DATASET RECORDS below:
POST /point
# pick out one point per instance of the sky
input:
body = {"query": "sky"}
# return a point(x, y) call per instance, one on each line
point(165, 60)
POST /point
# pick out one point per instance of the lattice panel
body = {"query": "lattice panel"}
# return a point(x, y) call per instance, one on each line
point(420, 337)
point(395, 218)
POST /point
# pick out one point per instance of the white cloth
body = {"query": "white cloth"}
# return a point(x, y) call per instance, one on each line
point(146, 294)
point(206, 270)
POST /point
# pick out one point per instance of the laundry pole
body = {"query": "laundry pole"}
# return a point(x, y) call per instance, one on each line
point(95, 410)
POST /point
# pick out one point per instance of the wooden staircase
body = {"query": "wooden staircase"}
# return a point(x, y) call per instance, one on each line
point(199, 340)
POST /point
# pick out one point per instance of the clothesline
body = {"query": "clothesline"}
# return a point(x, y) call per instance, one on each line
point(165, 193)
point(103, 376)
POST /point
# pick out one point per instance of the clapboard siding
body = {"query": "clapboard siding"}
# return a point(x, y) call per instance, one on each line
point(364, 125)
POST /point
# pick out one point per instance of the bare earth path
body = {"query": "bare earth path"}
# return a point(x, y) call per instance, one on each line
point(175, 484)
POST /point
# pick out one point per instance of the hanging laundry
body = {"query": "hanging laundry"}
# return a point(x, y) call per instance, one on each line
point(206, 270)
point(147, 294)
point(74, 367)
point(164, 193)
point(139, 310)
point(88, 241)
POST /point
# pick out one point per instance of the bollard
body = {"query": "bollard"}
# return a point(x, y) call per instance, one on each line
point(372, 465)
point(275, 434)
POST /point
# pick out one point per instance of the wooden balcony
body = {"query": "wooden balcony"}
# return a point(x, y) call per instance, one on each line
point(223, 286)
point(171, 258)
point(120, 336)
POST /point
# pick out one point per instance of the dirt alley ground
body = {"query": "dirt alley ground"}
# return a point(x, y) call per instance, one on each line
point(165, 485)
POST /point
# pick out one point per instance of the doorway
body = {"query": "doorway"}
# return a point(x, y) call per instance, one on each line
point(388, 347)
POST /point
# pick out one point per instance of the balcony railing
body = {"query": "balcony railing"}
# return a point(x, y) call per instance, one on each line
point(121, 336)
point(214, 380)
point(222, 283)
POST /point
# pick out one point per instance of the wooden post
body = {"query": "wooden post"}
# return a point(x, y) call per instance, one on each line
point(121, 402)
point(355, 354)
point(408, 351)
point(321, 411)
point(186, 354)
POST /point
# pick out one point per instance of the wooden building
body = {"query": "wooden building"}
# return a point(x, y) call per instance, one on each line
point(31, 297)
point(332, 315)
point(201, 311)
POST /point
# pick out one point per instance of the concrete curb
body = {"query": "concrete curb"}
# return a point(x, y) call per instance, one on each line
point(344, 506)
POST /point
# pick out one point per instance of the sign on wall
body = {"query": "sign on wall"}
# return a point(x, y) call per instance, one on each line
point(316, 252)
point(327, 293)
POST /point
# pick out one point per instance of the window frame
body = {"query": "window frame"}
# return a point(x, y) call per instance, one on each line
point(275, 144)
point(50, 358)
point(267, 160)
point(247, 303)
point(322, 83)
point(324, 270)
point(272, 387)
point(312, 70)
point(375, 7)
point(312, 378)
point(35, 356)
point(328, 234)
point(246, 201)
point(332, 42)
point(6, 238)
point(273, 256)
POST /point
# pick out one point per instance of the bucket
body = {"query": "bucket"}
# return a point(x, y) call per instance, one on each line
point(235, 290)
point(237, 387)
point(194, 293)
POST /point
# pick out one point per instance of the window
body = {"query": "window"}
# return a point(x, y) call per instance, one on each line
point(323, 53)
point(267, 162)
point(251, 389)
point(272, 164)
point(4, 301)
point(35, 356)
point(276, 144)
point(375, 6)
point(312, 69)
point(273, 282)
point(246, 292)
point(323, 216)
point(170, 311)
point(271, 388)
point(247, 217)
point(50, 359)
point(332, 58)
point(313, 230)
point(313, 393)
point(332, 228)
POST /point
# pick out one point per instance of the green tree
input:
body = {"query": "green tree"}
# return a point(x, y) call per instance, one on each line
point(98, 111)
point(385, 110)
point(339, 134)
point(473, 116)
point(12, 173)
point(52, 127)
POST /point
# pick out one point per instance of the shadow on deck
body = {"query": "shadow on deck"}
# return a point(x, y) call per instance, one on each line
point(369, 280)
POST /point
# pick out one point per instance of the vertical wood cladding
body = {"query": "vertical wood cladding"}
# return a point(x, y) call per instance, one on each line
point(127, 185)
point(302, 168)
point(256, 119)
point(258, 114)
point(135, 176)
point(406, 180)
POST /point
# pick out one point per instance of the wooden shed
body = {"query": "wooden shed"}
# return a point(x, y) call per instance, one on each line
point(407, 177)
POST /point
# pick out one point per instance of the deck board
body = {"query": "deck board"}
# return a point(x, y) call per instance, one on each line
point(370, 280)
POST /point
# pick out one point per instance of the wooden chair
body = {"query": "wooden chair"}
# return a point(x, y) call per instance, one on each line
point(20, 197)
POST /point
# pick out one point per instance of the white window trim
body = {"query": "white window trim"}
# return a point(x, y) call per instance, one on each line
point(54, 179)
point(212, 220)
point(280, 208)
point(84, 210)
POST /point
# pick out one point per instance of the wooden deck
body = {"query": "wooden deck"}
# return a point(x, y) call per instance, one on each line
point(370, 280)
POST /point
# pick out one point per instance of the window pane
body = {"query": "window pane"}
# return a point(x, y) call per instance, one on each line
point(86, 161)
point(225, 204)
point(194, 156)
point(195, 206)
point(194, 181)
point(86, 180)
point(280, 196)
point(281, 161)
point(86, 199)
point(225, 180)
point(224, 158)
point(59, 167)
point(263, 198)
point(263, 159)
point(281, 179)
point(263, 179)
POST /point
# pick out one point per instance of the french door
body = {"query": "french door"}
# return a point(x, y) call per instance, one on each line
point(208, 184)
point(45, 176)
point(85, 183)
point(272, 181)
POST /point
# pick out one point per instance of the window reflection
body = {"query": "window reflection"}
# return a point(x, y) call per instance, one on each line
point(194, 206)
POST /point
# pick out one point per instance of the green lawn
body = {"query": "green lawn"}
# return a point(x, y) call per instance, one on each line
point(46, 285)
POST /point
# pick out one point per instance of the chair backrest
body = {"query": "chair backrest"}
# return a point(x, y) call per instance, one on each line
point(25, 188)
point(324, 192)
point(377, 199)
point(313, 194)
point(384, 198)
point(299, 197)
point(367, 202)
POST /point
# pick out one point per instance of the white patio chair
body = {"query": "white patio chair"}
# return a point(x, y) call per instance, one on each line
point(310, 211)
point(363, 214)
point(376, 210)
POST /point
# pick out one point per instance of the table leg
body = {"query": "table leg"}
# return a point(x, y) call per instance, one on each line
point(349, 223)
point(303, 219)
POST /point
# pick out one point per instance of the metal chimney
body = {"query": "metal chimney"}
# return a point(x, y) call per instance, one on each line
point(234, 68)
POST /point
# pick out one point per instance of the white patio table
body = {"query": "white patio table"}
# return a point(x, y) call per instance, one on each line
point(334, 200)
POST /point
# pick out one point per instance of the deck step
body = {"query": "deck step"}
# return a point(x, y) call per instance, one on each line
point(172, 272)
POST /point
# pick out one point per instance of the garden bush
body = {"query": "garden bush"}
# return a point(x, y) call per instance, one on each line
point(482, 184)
End of DATASET RECORDS.
REQUIRED ACTION
Every entry is to be copied exactly, with none omitted.

WRITTEN REPLY
POST /point
# pick out one point per instance of the sky
input:
body = {"query": "sky"}
# return a point(x, y) call per instance, one on each line
point(165, 60)
POST /point
# pick out one point per instance of the lattice panel
body = {"query": "lattice panel"}
# return a point(x, y) call per instance, one on each line
point(420, 337)
point(395, 218)
POST /point
# pick out one point per instance of the white cloth
body = {"query": "white cloth"}
# return a point(x, y) call per instance, one on each line
point(146, 294)
point(206, 270)
POST /point
# pick out one point per instance of the laundry pole
body = {"query": "laundry pole"}
# return a point(x, y) call per instance, one on each line
point(95, 410)
POST /point
# pick out one point per instance of the wooden staircase
body = {"query": "wooden staircase"}
# return a point(x, y) call per instance, one on each line
point(199, 340)
POST /point
# pick out one point per instance of the clothesline
body = {"query": "clothesline"}
# return a point(x, y) call per instance, one on each line
point(165, 193)
point(103, 376)
POST /point
# pick out one point per instance of the clapboard siding
body = {"query": "clapboard siding"}
# return a point(x, y) call per instance, one on each line
point(364, 125)
POST /point
# pick out one point per instance of the bare earth path
body = {"query": "bare earth path"}
# return a point(x, y) call per instance, one on each line
point(175, 484)
POST /point
# pick out one point per instance of the hanging laundry
body = {"query": "hanging laundry"}
# return a point(x, y) call per instance, one on each line
point(206, 270)
point(147, 294)
point(74, 367)
point(164, 193)
point(139, 310)
point(88, 241)
POST /point
# pick out one point per instance of the bollard
body = {"query": "bollard"}
# return a point(x, y) call per instance, one on each line
point(372, 465)
point(275, 434)
POST /point
# pick out one point per instance of the wooden balcony
body = {"query": "wooden balcony"}
# return a point(x, y) call per instance, one on each line
point(223, 286)
point(171, 258)
point(120, 336)
POST /point
# pick out one point per instance of the dirt alley ground
body = {"query": "dirt alley ground"}
# return a point(x, y) call per instance, one on each line
point(165, 485)
POST /point
# pick out one point per instance of the doorway
body = {"query": "doorway"}
# return a point(x, y) call per instance, one on each line
point(388, 347)
POST /point
# pick out one point per instance of the balcony railing
body = {"query": "balcony railing"}
# return a point(x, y) call per instance, one on each line
point(121, 336)
point(214, 380)
point(222, 283)
POST /point
# pick out one point per instance of the wooden post
body = {"query": "wooden post"}
# return a point(x, y) call per instance, one on each line
point(121, 402)
point(355, 354)
point(408, 351)
point(321, 411)
point(186, 354)
POST /point
# pick out one point per instance of the wooden building
body = {"query": "wooden building"}
# return a point(x, y) call per instance, one on each line
point(31, 297)
point(332, 315)
point(201, 311)
POST /point
# pick out one point per instance of the concrete curb
body = {"query": "concrete curb"}
# return a point(x, y) call per instance, one on each line
point(344, 506)
POST /point
# pick out one point per instance of the sign on wall
body = {"query": "sign on wall"}
# return a point(x, y) call per instance, one on each line
point(316, 252)
point(327, 293)
POST /point
# pick out one point per instance of the window frame
body = {"query": "window frame"}
# return a point(x, y) call per instance, one on each line
point(275, 144)
point(50, 358)
point(267, 160)
point(247, 303)
point(322, 83)
point(324, 270)
point(272, 387)
point(312, 70)
point(375, 7)
point(312, 378)
point(35, 356)
point(328, 234)
point(246, 201)
point(332, 42)
point(6, 238)
point(273, 256)
POST /point
# pick out one point per instance of the bucket
body = {"query": "bucket"}
# return a point(x, y) call per instance, one on each line
point(235, 290)
point(237, 387)
point(194, 293)
POST /point
# pick out one point per instance of the window
body = {"query": "window"}
# return a point(x, y) call per instance, one on each line
point(323, 53)
point(267, 162)
point(251, 389)
point(272, 164)
point(4, 301)
point(35, 356)
point(276, 144)
point(375, 6)
point(312, 69)
point(273, 282)
point(246, 292)
point(323, 216)
point(170, 311)
point(271, 388)
point(247, 217)
point(50, 359)
point(332, 58)
point(313, 230)
point(313, 393)
point(332, 228)
POST /point
# pick out one point per instance of the green tree
input:
body = {"query": "green tree"}
# return a point(x, y) call per instance, one on each line
point(98, 111)
point(385, 110)
point(339, 134)
point(473, 116)
point(12, 173)
point(52, 127)
POST /point
# pick out one point per instance of the shadow on deck
body = {"query": "shadow on deck"}
# return a point(x, y) call per instance, one on each line
point(369, 280)
POST /point
# pick out one point per instance of the vertical wood cladding
body = {"query": "vertical wood cladding"}
# return a point(x, y) call per instance, one on each line
point(127, 185)
point(302, 168)
point(256, 119)
point(258, 114)
point(135, 176)
point(406, 180)
POST /point
# pick out one point per instance of the wooden shed
body = {"query": "wooden shed"}
# return a point(x, y) call per instance, one on each line
point(407, 177)
POST /point
# pick out one point per instance of the deck board
body = {"query": "deck board"}
# return a point(x, y) call per instance, one on each line
point(370, 280)
POST /point
# pick out one point per instance of the wooden chair
body = {"query": "wooden chair"}
# return a point(x, y) call per instance, one on each line
point(20, 197)
POST /point
# pick out one point per instance of the white window trim
body = {"query": "white window trim"}
# return a point(x, y) call per instance, one on each line
point(54, 179)
point(212, 220)
point(280, 208)
point(84, 210)
POST /point
# pick out one point per instance of the wooden deck
body = {"query": "wooden deck"}
# return a point(x, y) call per instance, one on each line
point(370, 280)
POST /point
# pick out one point per instance of the window pane
body = {"query": "window pane"}
# return a point(x, y) call per instance, one on each line
point(86, 161)
point(225, 204)
point(194, 156)
point(195, 206)
point(194, 181)
point(86, 180)
point(280, 196)
point(281, 161)
point(86, 199)
point(225, 180)
point(224, 158)
point(59, 167)
point(263, 198)
point(263, 159)
point(281, 179)
point(263, 179)
POST /point
# pick out one point per instance of the french door
body = {"query": "french door"}
# return a point(x, y) call per instance, one on each line
point(208, 184)
point(45, 176)
point(85, 183)
point(272, 181)
POST /point
# pick out one point per instance of the window reflection
body = {"query": "window reflection"}
# return a point(x, y) call per instance, one on each line
point(194, 206)
POST /point
# pick out one point per instance of the green lawn
body = {"query": "green lawn"}
# return a point(x, y) call per instance, one on each line
point(46, 285)
POST /point
# pick out one point per instance of the chair backrest
body = {"query": "chair backrest"}
# return a point(x, y) call per instance, one on each line
point(25, 188)
point(324, 192)
point(377, 199)
point(313, 194)
point(384, 198)
point(299, 197)
point(367, 202)
POST /point
# pick out one point per instance of the white patio chair
body = {"query": "white patio chair"}
# return a point(x, y) call per instance, one on each line
point(310, 211)
point(363, 214)
point(376, 210)
POST /point
# pick out one point per instance of the table leg
body = {"query": "table leg"}
# return a point(x, y) call per instance, one on each line
point(349, 223)
point(303, 219)
POST /point
# pick out one point per instance of the metal chimney
body = {"query": "metal chimney"}
# return a point(x, y) call per instance, one on each line
point(234, 68)
POST /point
# pick out one point per instance of the white patio table
body = {"query": "white patio table"}
# return a point(x, y) call per instance, one on each line
point(334, 200)
POST /point
# pick out one point per instance of the deck step
body = {"query": "deck step"}
# return a point(x, y) call per instance, one on each line
point(172, 272)
POST /point
# pick out one point per instance of the garden bush
body = {"query": "garden bush"}
# return a point(x, y) call per instance, one on each line
point(482, 184)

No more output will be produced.